Natural language region descriptions
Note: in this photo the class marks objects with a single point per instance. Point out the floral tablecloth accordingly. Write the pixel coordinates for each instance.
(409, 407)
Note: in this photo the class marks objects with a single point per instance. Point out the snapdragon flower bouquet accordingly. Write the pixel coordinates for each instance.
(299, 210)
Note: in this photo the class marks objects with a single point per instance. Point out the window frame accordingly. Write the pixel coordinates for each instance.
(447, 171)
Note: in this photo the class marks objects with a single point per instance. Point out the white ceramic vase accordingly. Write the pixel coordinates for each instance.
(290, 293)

== What this task involves ==
Every line from the one containing "out the snapdragon" through the last line of the entries should be output exactly; nothing else belongs in the reply.

== Solution ==
Note: in this photo the class marks objects with a single point per instance. Point out the snapdragon flower bouquet accordingly. Write the pixel coordinates for each instance.
(299, 210)
Note: in this photo the class marks objects with a single point per instance. Point out the window frame accordingly. Write the pixel coordinates for each instance.
(447, 171)
Note: in this photo the class marks objects with a single point per instance. Point out the white ceramic vase accordingly. Write the pixel coordinates for each instance.
(290, 293)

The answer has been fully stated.